##### Given records #####

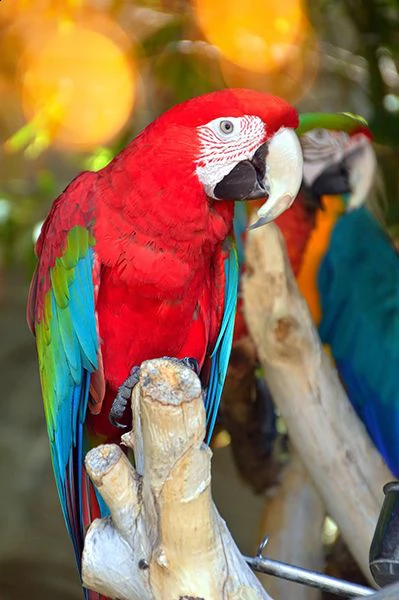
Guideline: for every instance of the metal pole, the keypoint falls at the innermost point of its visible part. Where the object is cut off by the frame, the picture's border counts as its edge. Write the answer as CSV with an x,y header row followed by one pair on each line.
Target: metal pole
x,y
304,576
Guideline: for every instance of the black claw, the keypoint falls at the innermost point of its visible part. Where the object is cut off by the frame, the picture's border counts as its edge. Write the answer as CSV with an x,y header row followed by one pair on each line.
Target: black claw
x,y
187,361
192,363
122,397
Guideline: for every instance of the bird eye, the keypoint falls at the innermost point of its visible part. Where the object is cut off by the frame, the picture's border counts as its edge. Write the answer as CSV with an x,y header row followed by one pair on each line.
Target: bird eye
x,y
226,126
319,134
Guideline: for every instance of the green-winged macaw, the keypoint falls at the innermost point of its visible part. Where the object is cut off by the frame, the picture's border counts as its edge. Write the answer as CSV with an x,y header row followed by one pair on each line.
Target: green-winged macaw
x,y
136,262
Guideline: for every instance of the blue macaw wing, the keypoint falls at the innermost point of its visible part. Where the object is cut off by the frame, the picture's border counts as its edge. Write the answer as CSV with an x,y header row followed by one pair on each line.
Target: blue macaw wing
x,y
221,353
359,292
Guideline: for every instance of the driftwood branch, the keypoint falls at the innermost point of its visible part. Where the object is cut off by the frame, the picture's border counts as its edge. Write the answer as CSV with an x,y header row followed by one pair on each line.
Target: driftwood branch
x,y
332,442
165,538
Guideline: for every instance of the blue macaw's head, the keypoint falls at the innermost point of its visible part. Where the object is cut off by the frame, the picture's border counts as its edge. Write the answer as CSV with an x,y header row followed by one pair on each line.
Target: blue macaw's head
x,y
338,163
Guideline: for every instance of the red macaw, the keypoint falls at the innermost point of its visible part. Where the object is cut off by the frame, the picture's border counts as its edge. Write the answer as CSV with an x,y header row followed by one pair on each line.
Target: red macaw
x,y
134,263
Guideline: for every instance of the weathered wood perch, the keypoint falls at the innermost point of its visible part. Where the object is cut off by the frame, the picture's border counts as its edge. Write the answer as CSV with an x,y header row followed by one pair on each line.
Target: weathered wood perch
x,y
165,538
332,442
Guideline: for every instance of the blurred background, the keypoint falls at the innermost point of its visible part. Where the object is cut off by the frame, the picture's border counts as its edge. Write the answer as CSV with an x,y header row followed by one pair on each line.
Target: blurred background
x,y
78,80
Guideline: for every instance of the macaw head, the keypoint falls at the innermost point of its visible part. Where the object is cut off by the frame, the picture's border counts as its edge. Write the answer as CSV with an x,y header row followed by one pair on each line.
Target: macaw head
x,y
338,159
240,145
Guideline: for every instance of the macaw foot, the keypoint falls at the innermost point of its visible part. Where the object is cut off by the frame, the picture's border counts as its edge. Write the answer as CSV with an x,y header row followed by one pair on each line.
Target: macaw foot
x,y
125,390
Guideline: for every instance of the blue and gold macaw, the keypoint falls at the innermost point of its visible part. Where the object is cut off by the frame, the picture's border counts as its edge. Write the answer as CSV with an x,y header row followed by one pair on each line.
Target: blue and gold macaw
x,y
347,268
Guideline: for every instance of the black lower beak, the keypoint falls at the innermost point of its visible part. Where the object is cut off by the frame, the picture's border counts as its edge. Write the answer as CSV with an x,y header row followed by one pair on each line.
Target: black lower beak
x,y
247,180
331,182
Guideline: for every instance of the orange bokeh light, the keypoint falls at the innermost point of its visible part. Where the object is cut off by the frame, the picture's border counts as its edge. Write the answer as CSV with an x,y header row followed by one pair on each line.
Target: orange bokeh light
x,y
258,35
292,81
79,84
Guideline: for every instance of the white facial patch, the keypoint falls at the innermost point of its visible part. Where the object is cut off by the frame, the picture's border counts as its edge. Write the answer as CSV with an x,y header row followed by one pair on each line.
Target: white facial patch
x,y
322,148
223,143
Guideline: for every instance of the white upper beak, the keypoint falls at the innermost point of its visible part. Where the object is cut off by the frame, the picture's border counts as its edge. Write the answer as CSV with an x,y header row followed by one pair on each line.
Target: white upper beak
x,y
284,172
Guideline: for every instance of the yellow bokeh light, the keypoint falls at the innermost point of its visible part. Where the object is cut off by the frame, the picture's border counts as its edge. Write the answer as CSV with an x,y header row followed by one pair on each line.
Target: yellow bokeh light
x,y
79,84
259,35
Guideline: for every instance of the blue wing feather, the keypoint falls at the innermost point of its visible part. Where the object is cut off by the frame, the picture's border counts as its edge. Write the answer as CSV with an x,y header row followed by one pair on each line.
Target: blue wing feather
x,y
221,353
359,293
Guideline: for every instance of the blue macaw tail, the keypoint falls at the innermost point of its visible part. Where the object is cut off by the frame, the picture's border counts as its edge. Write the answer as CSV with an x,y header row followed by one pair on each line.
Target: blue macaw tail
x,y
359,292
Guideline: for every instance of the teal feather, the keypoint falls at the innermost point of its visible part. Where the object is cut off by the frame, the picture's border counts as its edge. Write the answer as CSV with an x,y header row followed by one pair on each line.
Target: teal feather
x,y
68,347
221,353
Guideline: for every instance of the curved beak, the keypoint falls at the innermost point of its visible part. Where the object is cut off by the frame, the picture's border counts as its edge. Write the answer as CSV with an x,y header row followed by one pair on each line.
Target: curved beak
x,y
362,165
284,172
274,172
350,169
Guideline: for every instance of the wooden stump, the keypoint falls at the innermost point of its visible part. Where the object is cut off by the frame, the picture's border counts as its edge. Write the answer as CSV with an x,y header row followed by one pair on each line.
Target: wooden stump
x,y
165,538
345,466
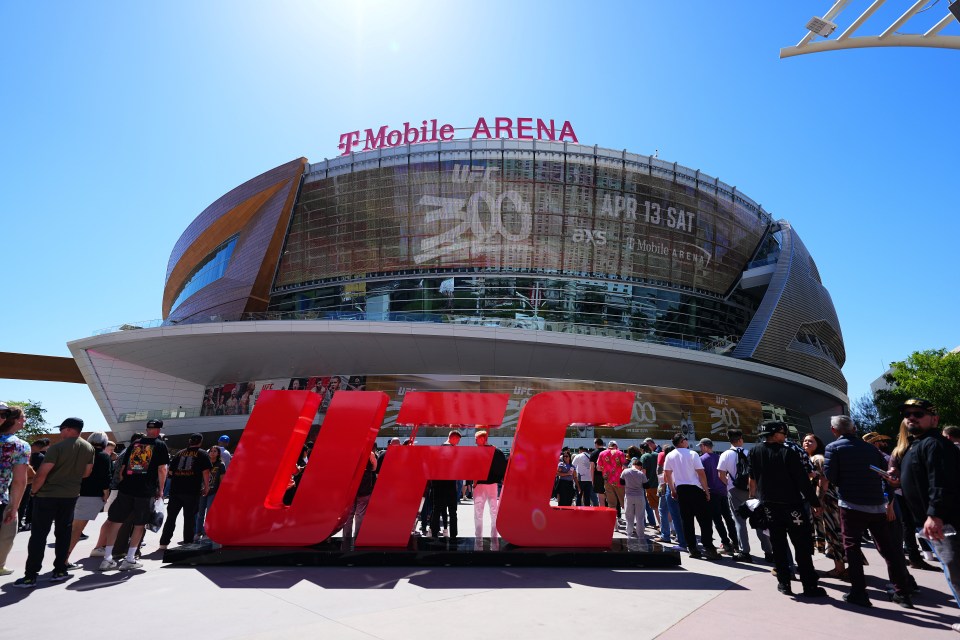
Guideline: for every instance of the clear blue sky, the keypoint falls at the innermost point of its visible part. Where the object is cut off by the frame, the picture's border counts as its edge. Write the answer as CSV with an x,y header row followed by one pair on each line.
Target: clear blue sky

#####

* Written problem: Retype, word for word, the lines from the one with "Guideline: for every instance of the blue macaw tail, the" through the last line of the entries above, and only those lines. Leave pictures out.

* Result for this exercise:
Guideline: for every instance of the blue macaw tail, the keypoint falls at the innermost point of its visible part. Where the object is cut off by the frame, the picture's border counts as its edge. Write the answer as CSV with an x,y header row followed by one pair on each line.
Target: blue macaw tail
x,y
359,292
Guideline: for every instance of the teal feather, the keypoint falls at the innermost point of its visible part. Where the object is cut off by the frame, the picture's border counts as its edge. Write the answer as CSV with an x,y header row followed by one pair on each line.
Target: teal feather
x,y
68,347
221,353
Guideline: for every instance of the curved beak, the keypoint falls at the innermost point of its visible part. Where the object is cut off by the frame, the picture's border counts as its edge. Write the answer as CSV with an x,y header row followed by one pair on each line.
Target: curved beak
x,y
362,165
284,172
274,172
350,169
Guideline: for every instance of the wooden stump, the keypoint falls at the innermost point of its visible part. Where the object is cut off by the frame, the picture's border counts as its edge. Write the answer as CSV with an x,y header row followed by one pair on each line.
Target: wooden stump
x,y
165,538
345,466
Guideline: for every instance of the clear blue sky, the keypoint falls at the innermost point of its visible part. Where the object is cut off by the frame, the picture's border counts as its edge. Write the answer as CSV with an x,y header row followed by one pair on each line.
Target: clear blue sky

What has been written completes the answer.